Tâche 1: Recopiez à l'identique les lignes du jeu de données, de celle qui contient « pink robe, a » jusqu'à la fin du jeu de données, bornes incluses.

::: Page

Pris dans un étau qui l’étrangle, l’Arménie affronte une double menace. Celle du panturquisme avec le tandem turco-azerbaïdjanais, qui loin de se satisfaire des succès militaires de 2020 et du nettoyage ethnique de 2023 contre le Haut-Karabakh entend réaliser une jonction territoriale en colonisant le sud de l’Arménie qui l’étoufferait complètement et rendrait son Etat non viable.

De la Russie ensuite, qui à l’aune du conflit en Ukraine s’est considérablement rapprochée de l’Azerbaïdjan pour contourner les sanctions internationales ; en sacrifiant l’Arménie. Unique démocratie de la région, cette dernière ne peut plus compter sur l’alliance défaillante avec la Russie rattrapée par de nouvelles réalités géopolitiques.

 

La menace azérie se traduit par un bras de fer constant. Il ne se passe pas un jour sans que l’Azerbaïdjan ne menace l’Arménie. Nullement intéressé par une paix des braves avec une Arménie exsangue, l’Azerbaïdjan exerce une pression incommensurable sur son voisin afin de le dévitaliser. Cette stratégie s’accompagne de grignotages de territoires stratégiques, et d’une rhétorique belliqueuse en pratiquant l’inversion accusatoire. Les 282 villages frontaliers situés du nord au sud de l’Arménie sont constamment menacés : tirs sporadiques, violations du cessez-le-feu, incursions militaires et blocus humanitaires sont des réalités quotidiennes.

Les Arméniens du Haut-Karabakh ont été sacrifiés par un nettoyage ethnique sur l’autel d’une normalisation des relations avec ces voisins mortels au nom d’une conception hasardeuse de la paix à tout prix, dans un vide sécuritaire provoqué par l’affaiblissement relatif de la Russie dans le Caucase. De fait, l’objectif de Bakou est triple : peser sur les négociations politiques en cours, préparer le terrain à de futures agressions et, entre-temps, pousser les habitants des villages frontaliers en Arménie à quitter leurs terres.

 

Alors comment Erevan peut-il assurer la sécurité de ses frontières et de ses citoyens face à une puissance économique et militaire supérieure, de surcroît soutenue par la Turquie ? L’Azerbaïdjan, riche en ressources énergétiques, a noué des alliances stratégiques, notamment avec Israël, lui fournissant des technologies militaires avancées.

::::::

Tâche 2: D'après la page, combien de villages frontaliers de l'Arménie sont constamment menacés ?

::: Jeu de données

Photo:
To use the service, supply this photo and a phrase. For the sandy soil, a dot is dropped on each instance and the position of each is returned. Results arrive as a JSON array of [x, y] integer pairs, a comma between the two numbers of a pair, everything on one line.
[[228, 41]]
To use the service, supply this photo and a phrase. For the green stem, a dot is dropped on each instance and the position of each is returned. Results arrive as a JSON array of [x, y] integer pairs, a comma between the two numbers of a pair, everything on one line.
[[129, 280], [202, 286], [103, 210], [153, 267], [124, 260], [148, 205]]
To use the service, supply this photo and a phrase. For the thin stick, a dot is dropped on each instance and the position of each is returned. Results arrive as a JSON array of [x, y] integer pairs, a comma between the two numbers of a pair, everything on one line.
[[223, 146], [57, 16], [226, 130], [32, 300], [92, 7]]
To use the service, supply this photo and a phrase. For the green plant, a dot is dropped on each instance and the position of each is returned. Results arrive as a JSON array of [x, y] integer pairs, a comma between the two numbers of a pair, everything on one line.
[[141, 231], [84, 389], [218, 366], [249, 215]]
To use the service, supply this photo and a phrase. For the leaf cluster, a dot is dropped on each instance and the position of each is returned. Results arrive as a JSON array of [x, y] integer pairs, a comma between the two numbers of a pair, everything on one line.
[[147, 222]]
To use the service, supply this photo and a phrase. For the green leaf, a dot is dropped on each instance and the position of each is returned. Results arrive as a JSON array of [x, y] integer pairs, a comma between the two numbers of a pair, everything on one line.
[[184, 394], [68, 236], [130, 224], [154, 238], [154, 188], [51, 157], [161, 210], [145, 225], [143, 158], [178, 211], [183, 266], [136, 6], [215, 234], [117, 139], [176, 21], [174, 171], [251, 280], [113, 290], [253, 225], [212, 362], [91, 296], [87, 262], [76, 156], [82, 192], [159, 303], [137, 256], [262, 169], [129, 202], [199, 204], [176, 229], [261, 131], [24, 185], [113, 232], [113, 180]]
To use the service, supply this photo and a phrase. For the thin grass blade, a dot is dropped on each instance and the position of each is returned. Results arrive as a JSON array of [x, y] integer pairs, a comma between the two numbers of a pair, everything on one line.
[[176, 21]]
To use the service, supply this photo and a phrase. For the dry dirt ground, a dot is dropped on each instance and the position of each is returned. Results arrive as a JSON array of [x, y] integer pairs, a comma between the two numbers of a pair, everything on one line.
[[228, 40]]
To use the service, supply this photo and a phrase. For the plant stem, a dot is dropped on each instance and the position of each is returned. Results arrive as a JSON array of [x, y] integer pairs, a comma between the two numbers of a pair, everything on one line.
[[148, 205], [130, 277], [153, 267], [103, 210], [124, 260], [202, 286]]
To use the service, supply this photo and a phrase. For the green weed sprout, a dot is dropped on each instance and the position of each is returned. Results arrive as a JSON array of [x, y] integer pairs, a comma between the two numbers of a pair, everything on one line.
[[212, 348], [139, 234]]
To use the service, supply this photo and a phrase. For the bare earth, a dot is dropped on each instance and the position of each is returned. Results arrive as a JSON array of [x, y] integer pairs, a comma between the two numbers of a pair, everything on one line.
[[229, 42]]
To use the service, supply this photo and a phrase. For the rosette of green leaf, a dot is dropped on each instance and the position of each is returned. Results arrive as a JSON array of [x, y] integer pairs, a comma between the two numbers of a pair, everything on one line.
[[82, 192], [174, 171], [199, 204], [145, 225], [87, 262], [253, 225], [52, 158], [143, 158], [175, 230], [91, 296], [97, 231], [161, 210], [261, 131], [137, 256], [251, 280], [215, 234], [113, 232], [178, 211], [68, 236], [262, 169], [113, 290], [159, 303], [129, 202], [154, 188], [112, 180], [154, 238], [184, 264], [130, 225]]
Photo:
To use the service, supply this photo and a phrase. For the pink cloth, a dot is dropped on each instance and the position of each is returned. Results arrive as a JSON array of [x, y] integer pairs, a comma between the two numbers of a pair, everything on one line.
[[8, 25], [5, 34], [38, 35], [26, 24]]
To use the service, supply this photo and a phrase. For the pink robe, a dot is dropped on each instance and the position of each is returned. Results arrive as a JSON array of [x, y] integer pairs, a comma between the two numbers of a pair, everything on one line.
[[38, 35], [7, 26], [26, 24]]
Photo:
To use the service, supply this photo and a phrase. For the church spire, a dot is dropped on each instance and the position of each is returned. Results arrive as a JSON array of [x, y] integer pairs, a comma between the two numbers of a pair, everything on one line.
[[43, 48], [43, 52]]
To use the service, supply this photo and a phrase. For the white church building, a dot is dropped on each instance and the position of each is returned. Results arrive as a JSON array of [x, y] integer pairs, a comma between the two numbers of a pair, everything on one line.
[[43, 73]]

::::::

Réponse 1:
To use the service, supply this photo and a phrase. For the pink robe, a dot is dropped on each instance and the position of each is returned. Results arrive as a JSON array of [x, y] integer pairs, a comma between the two numbers of a pair, everything on one line.
[[38, 35], [7, 26], [26, 24]]
Photo:
To use the service, supply this photo and a phrase. For the church spire, a dot is dropped on each instance and the position of each is returned. Results arrive as a JSON array of [x, y] integer pairs, a comma between the two numbers of a pair, everything on one line.
[[43, 48], [43, 52]]
To use the service, supply this photo and a phrase. For the white church building, a dot is dropped on each instance and the position of each is returned. Results arrive as a JSON array of [x, y] integer pairs, a comma between the two numbers of a pair, everything on one line.
[[43, 73]]

Réponse 2: 282 villages frontaliers, situés du nord au sud de l'Arménie.